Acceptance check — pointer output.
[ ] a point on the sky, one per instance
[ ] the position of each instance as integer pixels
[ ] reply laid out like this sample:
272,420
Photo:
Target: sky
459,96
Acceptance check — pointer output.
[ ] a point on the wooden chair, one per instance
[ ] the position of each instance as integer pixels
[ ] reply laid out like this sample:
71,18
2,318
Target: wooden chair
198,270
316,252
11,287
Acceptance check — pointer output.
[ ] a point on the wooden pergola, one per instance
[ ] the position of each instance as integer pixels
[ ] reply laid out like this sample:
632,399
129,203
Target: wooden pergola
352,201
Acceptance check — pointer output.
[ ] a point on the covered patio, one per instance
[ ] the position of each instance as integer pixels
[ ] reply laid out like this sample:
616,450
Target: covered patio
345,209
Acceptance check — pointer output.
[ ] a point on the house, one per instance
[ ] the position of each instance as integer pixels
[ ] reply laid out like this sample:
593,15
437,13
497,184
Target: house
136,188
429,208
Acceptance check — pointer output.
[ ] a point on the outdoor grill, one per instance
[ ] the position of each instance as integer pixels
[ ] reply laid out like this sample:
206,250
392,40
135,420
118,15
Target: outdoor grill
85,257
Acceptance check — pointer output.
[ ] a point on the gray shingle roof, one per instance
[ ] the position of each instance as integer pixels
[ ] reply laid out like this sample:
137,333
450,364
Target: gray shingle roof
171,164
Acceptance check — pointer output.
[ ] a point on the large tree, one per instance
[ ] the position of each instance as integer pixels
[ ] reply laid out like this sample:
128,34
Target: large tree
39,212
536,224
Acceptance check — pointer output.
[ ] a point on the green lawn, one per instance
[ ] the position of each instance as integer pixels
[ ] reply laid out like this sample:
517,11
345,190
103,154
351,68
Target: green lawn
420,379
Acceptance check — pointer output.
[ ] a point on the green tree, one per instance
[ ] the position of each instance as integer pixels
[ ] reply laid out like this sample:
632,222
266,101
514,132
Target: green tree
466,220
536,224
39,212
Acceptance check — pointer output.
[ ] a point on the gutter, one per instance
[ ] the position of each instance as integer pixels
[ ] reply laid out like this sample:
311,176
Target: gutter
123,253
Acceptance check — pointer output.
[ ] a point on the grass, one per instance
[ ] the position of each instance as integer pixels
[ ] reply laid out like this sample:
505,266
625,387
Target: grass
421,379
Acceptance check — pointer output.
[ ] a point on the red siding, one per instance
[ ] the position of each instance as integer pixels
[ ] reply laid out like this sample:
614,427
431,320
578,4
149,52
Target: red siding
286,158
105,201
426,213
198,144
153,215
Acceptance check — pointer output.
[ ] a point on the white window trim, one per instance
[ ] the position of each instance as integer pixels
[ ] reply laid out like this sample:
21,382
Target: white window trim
* * * * * * *
- TASK -
Please output the entries above, every line exactly as it reads.

- FULL OUTPUT -
Acceptance check — pointer output.
[ ] a point on the sky, one per instance
[ ] the position of each instance as integer pixels
[ ] reply laid out like this sample:
272,420
Photo:
Target: sky
459,96
Acceptance check — pointer output.
[ ] a point on the wooden chair, one per instance
[ ] the position of each instance as integer pixels
[ ] reply laid out like this sample:
71,18
2,318
Target: wooden chair
198,270
316,252
11,287
Acceptance check — pointer output.
[ ] a point on the wooden pergola, one per instance
[ ] the position of each instance as integer pixels
[ ] reply laid out like this sample:
632,399
129,203
Target: wooden pergola
352,201
Acceptance check — pointer output.
[ ] a point on the covered patio, one per instance
[ ] the position of each instance as integer pixels
[ ] reply laid out like this sample:
616,450
Target: covered patio
345,209
Acceptance check — pointer output.
[ ] a point on the house, one per instance
[ ] the position of each instance as integer pixels
[ ] reply laid out like this sample:
593,15
437,13
497,184
Target: house
136,188
429,208
Acceptance check — pointer output.
[ ] a point on the outdoor grill, one per instance
[ ] the position of each instance as integer pixels
[ ] reply laid out like this sample:
206,250
392,40
135,420
118,15
Target: outdoor grill
85,257
Acceptance check — pointer output.
[ ] a point on the gray shingle roof, one per instance
[ ] the position of each instance as integer pixels
[ ] reply laid out like this sample:
137,333
450,364
Target: gray shingle roof
171,164
Acceptance check — pointer output.
[ ] a point on the large tree, one per instance
[ ] the position of each instance as integer pixels
[ ] reply laid out like this sample:
128,34
Target: large tree
39,212
536,224
Acceptance check — pointer output.
[ ] a point on the green lawn, one per instance
[ ] the position of each instance as integer pixels
[ ] reply laid out like this sample:
517,11
345,190
103,154
351,68
Target: green lawn
420,379
Acceptance check — pointer output.
[ ] a point on the green tree, one per instance
[ ] the position of each instance as integer pixels
[ ] reply laid out like this sample:
632,222
266,101
514,132
Target: green tree
466,220
536,224
39,212
Acceptance check — pointer output.
[ ] a point on the gutter, one per instance
[ ] the position of each instance as integer pixels
[ ] reply laid out like this sample:
311,176
Target: gutter
123,253
Acceptance check — pointer output.
[ ] a point on the grass, one per instance
[ ] the position of each instance as integer pixels
[ ] reply laid out like this sample:
505,266
625,387
Target: grass
421,379
Acceptance check — pointer output.
[ ] a point on the red siding, one per instance
[ ] the position of each instance as integer pixels
[ ] reply laid out like this sample:
614,427
431,320
578,4
149,52
Target: red siding
286,158
105,201
426,213
198,144
153,215
Acceptance check — pointer output.
[ ] a point on the white window trim, one per instance
[ ] the position of each instance as integer pixels
[ ] reply laid out like this sample:
21,382
Target: white window trim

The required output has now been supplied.